Action item - The answer is the full set of records below, transcribed exactly.

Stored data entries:
<<<<
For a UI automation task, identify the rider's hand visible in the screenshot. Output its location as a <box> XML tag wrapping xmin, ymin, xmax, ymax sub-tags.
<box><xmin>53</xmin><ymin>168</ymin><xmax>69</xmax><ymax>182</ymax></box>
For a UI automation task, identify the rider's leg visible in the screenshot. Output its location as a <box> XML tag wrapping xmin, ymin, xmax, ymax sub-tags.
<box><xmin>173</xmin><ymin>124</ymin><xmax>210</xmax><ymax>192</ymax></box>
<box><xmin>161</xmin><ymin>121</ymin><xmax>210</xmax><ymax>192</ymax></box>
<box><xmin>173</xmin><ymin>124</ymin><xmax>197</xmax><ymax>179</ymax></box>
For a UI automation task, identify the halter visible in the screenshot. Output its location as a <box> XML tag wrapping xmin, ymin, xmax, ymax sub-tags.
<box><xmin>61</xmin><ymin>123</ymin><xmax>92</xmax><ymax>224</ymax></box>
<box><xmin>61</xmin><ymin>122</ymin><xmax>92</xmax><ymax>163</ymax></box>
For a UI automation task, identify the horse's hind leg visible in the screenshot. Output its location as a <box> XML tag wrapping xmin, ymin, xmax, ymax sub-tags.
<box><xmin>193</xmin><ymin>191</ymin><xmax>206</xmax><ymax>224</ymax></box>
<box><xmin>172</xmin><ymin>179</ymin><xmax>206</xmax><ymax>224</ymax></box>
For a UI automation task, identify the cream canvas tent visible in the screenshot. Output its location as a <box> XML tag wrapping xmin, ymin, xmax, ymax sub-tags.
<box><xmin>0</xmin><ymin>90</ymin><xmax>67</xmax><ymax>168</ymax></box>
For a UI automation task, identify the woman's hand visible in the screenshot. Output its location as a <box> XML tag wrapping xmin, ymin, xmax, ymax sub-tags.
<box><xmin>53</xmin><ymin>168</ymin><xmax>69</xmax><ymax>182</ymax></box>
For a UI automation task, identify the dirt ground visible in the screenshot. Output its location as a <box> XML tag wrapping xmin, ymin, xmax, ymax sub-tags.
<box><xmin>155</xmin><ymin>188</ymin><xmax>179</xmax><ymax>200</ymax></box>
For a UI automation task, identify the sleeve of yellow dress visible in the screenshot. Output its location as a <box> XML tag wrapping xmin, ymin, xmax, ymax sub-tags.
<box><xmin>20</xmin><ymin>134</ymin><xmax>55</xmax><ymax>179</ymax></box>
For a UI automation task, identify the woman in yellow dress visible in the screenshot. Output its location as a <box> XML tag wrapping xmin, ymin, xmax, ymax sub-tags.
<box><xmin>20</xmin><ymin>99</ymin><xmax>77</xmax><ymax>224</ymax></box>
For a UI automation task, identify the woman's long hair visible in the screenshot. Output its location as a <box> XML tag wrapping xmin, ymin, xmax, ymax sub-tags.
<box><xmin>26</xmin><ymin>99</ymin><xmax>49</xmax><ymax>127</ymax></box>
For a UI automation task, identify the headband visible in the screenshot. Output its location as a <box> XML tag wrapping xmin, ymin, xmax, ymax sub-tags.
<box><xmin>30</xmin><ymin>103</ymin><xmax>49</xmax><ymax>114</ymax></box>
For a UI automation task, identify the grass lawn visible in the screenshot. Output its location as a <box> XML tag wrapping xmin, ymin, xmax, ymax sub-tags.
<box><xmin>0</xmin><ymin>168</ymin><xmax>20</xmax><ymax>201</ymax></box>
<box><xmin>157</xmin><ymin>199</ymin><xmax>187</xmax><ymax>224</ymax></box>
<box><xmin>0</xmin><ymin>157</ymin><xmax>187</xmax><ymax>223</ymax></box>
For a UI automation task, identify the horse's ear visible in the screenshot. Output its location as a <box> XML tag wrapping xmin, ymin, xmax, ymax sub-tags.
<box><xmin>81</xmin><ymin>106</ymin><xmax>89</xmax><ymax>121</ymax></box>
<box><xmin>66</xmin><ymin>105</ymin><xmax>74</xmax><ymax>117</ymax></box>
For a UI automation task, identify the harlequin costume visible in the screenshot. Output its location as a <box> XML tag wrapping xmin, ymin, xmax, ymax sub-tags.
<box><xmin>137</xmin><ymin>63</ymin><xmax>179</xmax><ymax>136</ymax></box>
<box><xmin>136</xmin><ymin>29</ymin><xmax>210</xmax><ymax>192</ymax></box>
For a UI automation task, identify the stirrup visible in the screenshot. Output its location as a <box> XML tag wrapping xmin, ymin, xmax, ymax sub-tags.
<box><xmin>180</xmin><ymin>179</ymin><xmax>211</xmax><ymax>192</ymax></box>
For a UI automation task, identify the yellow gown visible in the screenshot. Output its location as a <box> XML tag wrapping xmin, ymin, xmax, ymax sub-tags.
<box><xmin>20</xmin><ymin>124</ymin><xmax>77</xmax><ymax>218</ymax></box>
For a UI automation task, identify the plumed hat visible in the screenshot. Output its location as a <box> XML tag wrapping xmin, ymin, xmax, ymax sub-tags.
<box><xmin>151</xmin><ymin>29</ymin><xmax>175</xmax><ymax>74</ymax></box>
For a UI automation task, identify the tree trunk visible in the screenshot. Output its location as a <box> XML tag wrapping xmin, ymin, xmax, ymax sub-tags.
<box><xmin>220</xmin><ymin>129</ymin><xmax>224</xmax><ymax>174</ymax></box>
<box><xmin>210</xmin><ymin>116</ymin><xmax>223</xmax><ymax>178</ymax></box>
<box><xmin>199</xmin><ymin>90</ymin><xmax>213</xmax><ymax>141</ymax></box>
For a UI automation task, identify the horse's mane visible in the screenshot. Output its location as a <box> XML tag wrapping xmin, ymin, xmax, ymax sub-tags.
>>>>
Answer to this problem -
For a UI automation task, identify the rider's hand visible in the screenshot. Output its location as a <box> XML tag wrapping xmin, ymin, xmax, ymax sub-tags.
<box><xmin>53</xmin><ymin>168</ymin><xmax>69</xmax><ymax>182</ymax></box>
For a UI automation task, identify the rider's leg visible in the screenshot. Output its location as a <box> XML tag wrapping xmin, ymin, xmax, ymax sub-tags.
<box><xmin>173</xmin><ymin>124</ymin><xmax>210</xmax><ymax>192</ymax></box>
<box><xmin>161</xmin><ymin>121</ymin><xmax>210</xmax><ymax>192</ymax></box>
<box><xmin>173</xmin><ymin>124</ymin><xmax>197</xmax><ymax>179</ymax></box>
For a UI automation task, identify the halter visible in the screenshot. Output its location as a <box> XML tag wrapping xmin, ymin, xmax, ymax sub-tags.
<box><xmin>61</xmin><ymin>123</ymin><xmax>92</xmax><ymax>224</ymax></box>
<box><xmin>61</xmin><ymin>122</ymin><xmax>92</xmax><ymax>163</ymax></box>
For a UI automation task, identify the horse's hind leg visible in the screenshot. Output its location as a <box> XML tag wrapping xmin, ymin, xmax, ymax sub-tags.
<box><xmin>193</xmin><ymin>191</ymin><xmax>206</xmax><ymax>224</ymax></box>
<box><xmin>172</xmin><ymin>179</ymin><xmax>206</xmax><ymax>224</ymax></box>
For a UI automation task, identify the cream canvas tent visible in the screenshot. Output its location as a <box> XML tag wrapping xmin, ymin, xmax, ymax sub-tags.
<box><xmin>0</xmin><ymin>90</ymin><xmax>67</xmax><ymax>168</ymax></box>
For a UI automation task, identify the woman's hand visible in the screenshot. Output its location as a <box> XML tag wrapping xmin, ymin, xmax, ymax sub-tags.
<box><xmin>53</xmin><ymin>168</ymin><xmax>69</xmax><ymax>182</ymax></box>
For a UI automation task, identify the dirt ground visible in the screenshot. Output its location as a <box> XML tag wrapping xmin, ymin, xmax, ymax sub-tags.
<box><xmin>155</xmin><ymin>188</ymin><xmax>179</xmax><ymax>200</ymax></box>
For a UI automation task, identify the sleeve of yellow dress visible in the screenshot. Output its location as a <box> XML tag wrapping xmin, ymin, xmax, ymax sub-tags.
<box><xmin>20</xmin><ymin>134</ymin><xmax>55</xmax><ymax>179</ymax></box>
For a UI automation task, identify the woman in yellow dress visible in the screenshot. Output its location as a <box> XML tag wrapping xmin, ymin, xmax, ymax sub-tags.
<box><xmin>20</xmin><ymin>99</ymin><xmax>77</xmax><ymax>224</ymax></box>
For a UI automation task, identify the woman's long hair visible in the screenshot. Output its location as a <box> XML tag wrapping xmin, ymin, xmax, ymax sub-tags.
<box><xmin>26</xmin><ymin>99</ymin><xmax>49</xmax><ymax>127</ymax></box>
For a UI automation task, identify the headband visible in the screenshot. Output its location as a <box> XML tag wrapping xmin, ymin, xmax, ymax sub-tags.
<box><xmin>30</xmin><ymin>103</ymin><xmax>49</xmax><ymax>114</ymax></box>
For a UI automation task, identify the grass lawn visible in the screenshot. Output its location as a <box> XML tag wrapping xmin, ymin, xmax, ymax sub-tags.
<box><xmin>0</xmin><ymin>168</ymin><xmax>20</xmax><ymax>201</ymax></box>
<box><xmin>157</xmin><ymin>199</ymin><xmax>187</xmax><ymax>224</ymax></box>
<box><xmin>0</xmin><ymin>157</ymin><xmax>187</xmax><ymax>223</ymax></box>
For a UI automation task, identify the horse's ear visible in the screenshot. Output its location as a <box> XML tag wrapping xmin, ymin, xmax, ymax sub-tags.
<box><xmin>81</xmin><ymin>106</ymin><xmax>89</xmax><ymax>121</ymax></box>
<box><xmin>66</xmin><ymin>105</ymin><xmax>74</xmax><ymax>117</ymax></box>
For a UI automation task, identify the harlequin costume visible in the screenshot. Output its location as a <box> XML tag wrapping xmin, ymin, xmax, ymax sub-tags.
<box><xmin>137</xmin><ymin>63</ymin><xmax>179</xmax><ymax>136</ymax></box>
<box><xmin>136</xmin><ymin>29</ymin><xmax>210</xmax><ymax>192</ymax></box>
For a UI automation task, identify the stirrup visible in the screenshot. Output its location as a <box> XML tag wrapping xmin, ymin, xmax, ymax sub-tags.
<box><xmin>180</xmin><ymin>179</ymin><xmax>211</xmax><ymax>192</ymax></box>
For a UI automation task, identify the yellow gown visible in the screenshot. Output its location as a <box> XML tag wrapping xmin, ymin, xmax, ymax sub-tags.
<box><xmin>20</xmin><ymin>124</ymin><xmax>77</xmax><ymax>218</ymax></box>
For a UI automation task, identify the plumed hat visible in the screenshot. Output its location as a <box> XML tag wrapping xmin, ymin, xmax, ymax sub-tags.
<box><xmin>151</xmin><ymin>29</ymin><xmax>175</xmax><ymax>74</ymax></box>
For a UI automation task, identify the tree trunk visible in the screenshot. Output its location as a <box> XML tag wrapping xmin, ymin, xmax, ymax sub-tags.
<box><xmin>220</xmin><ymin>129</ymin><xmax>224</xmax><ymax>174</ymax></box>
<box><xmin>210</xmin><ymin>116</ymin><xmax>223</xmax><ymax>178</ymax></box>
<box><xmin>199</xmin><ymin>90</ymin><xmax>213</xmax><ymax>141</ymax></box>
For a UI automation task, identify the horse's mane visible in the screenshot. Output its location as a <box> XML tag wrapping xmin, ymin, xmax, ymax sub-tags.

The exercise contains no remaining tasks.